## YOUR TASKS:
1. In the excerpt about workplace culture, condense the paragraph that begins "Anne, for example," into a short bulleted list that keeps its main facts.
2. From the excerpt about workplace culture, reproduce word for word the stretch from "They would never" through "know the structures.".

## EXTRACT PROVIDED:
Nothing personal boss, just the way it is. That’s how it worked in their culture.
It took me a long time to understand the implicit cultural rules they worked to, which were separate from, and frequently more powerful than, many organisational systems we had.
You see, anyone who actually had a problem with anything, be it processes, people, stock levels, or almost anything, would tell Lisa, because she had that relationship with them all. She was everyone’s aunty. Some even called her that.
I then had to unravel where things went to from there.
Turns out that Lisa would tell Pauline who would tell Kate, who would tell Sara, who would typically fact check with the source and then tell me, if it needed my input.
They would never have described not feeling able to speak up as a lack of Psychological Safety. They were acting in a completely natural way for them. But there was no way they were going to tell me directly.
Going back the other way, some instructions were better coming from me, and some weren’t. In those cases, I’d ask Sara, knowing that Sara would get it to the right person through the right channels, because she knew the cultural dance better than me. It was her culture too, and she knew the interpersonal, power and sometimes family dynamics at play, and could pull the right levers, in a way I could never achieve.
Many of those dynamics and structures existed outside work, but were imported, fully intact, into our organisation. Unless you were part of the community, you didn’t know the structures.
Anne, for example, was senior to Fern in their community, but Fern was senior at work. However, the community structures trumped organisational structures and Fern would never be able to get Anne to do as she needed, regardless of how legitimate it was. She’d have to enlist Cindy to help, who would ask Fil, who would get Anne to do it because he was senior to Anne, socially.
She’d do it for Fil, but not Fern.
Everyone (except for an eternity, me) knew what the game was and what the rules were, and that’s the way it was.
Once I understood the rules better, we operated more effectively. My culture held no sway over theirs as I was significantly outnumbered. It helped me enormously that Sara was an outstanding cultural interpreter.
Lesson
Key lesson for me. Understanding the cultural influences in my team significantly altered how I behaved and managed. I learned to work with these influences rather than against them. Even though it was circuitous to me, we had a system where people had a voice and got heard.

## DATA PROVIDED:
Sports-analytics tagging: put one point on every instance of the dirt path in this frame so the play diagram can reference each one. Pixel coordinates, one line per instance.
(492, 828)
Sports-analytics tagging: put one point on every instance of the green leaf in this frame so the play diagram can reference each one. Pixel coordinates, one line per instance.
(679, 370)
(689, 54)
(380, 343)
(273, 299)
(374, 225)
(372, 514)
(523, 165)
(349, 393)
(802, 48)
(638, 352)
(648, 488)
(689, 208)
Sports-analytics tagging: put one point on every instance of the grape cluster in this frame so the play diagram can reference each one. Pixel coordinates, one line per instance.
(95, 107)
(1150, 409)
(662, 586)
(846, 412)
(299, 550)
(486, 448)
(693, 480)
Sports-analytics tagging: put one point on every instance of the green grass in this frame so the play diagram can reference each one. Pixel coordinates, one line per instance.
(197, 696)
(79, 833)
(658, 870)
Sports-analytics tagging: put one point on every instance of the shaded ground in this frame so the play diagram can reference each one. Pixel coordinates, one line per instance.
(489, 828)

## RESULTS OF THE TASKS:
1.
- Anne was senior to Fern in their community, but Fern was senior to Anne at work.
- Community structures outweighed organizational ones, so Fern could never get Anne to do what she needed, however legitimate the request.
- Fern would have to enlist Cindy, who would ask Fil, who was socially senior to Anne and would get her to do it.

2.
They would never have described not feeling able to speak up as a lack of Psychological Safety. They were acting in a completely natural way for them. But there was no way they were going to tell me directly.
Going back the other way, some instructions were better coming from me, and some weren’t. In those cases, I’d ask Sara, knowing that Sara would get it to the right person through the right channels, because she knew the cultural dance better than me. It was her culture too, and she knew the interpersonal, power and sometimes family dynamics at play, and could pull the right levers, in a way I could never achieve.
Many of those dynamics and structures existed outside work, but were imported, fully intact, into our organisation. Unless you were part of the community, you didn’t know the structures.